- [RECORD EXCERPTS]
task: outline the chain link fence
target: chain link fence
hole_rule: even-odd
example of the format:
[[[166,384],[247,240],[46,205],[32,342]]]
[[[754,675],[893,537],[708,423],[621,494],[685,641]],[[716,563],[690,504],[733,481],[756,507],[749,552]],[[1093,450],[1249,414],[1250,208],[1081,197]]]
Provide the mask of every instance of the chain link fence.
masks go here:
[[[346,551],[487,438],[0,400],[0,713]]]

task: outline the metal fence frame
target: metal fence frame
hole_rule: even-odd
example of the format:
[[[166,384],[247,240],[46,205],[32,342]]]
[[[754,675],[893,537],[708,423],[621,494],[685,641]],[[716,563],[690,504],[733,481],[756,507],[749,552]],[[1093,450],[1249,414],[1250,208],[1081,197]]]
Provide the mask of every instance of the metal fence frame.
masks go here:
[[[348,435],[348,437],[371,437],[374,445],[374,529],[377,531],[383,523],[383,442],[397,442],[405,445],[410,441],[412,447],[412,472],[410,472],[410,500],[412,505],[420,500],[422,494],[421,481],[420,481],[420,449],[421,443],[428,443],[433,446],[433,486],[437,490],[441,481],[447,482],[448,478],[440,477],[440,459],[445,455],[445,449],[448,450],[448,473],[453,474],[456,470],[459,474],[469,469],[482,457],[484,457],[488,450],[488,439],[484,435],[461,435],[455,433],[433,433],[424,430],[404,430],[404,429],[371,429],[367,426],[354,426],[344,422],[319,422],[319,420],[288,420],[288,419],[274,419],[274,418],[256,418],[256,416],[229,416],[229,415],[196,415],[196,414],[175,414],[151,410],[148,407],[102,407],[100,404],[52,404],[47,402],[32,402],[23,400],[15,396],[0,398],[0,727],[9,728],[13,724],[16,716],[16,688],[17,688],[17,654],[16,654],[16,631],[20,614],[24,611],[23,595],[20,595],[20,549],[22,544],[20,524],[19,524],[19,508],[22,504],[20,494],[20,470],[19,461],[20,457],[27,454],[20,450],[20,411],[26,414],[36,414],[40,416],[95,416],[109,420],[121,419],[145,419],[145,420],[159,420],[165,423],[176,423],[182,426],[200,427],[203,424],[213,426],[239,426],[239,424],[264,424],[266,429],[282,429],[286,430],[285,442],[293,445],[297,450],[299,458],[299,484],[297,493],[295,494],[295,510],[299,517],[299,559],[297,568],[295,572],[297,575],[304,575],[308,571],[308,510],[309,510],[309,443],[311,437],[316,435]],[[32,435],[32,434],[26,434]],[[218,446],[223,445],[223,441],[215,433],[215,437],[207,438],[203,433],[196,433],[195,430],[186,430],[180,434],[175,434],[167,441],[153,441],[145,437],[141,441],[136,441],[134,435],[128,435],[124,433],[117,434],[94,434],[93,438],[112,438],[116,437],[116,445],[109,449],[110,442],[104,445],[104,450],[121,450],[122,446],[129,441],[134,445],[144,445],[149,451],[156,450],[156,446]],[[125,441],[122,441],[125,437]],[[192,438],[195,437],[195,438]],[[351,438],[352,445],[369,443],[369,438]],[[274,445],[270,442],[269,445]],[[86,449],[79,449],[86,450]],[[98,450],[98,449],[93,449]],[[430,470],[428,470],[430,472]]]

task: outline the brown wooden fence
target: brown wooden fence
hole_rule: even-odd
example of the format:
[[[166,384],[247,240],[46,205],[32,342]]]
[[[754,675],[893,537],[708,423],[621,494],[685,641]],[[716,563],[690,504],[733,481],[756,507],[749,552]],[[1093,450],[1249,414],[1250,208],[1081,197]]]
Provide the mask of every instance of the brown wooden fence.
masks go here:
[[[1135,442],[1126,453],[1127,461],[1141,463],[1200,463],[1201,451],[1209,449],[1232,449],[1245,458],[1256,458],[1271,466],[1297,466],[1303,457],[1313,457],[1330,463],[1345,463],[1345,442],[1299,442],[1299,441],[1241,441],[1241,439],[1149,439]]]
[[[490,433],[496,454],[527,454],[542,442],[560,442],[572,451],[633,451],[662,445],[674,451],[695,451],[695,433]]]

- [REQUIRED WORK] Rewrite the records from the start up to and including the line with "[[[346,551],[487,438],[0,400],[0,713]]]", changing "chain link fence" to "wire mesh fence" and leaving everything else unchanged.

- [SOLUTION BELOW]
task: outline the wire mesh fence
target: wire mesh fence
hole_rule: even-odd
example of the format:
[[[166,384],[247,240],[46,205],[32,342]]]
[[[754,675],[893,537],[708,423],[621,494],[685,641]],[[716,563],[690,504],[733,481],[756,507],[749,552]],[[1093,450],[1249,414],[1250,208],[1081,197]]]
Provide the mask of every instance of the wire mesh fence.
masks go here:
[[[346,551],[487,438],[0,400],[0,713]]]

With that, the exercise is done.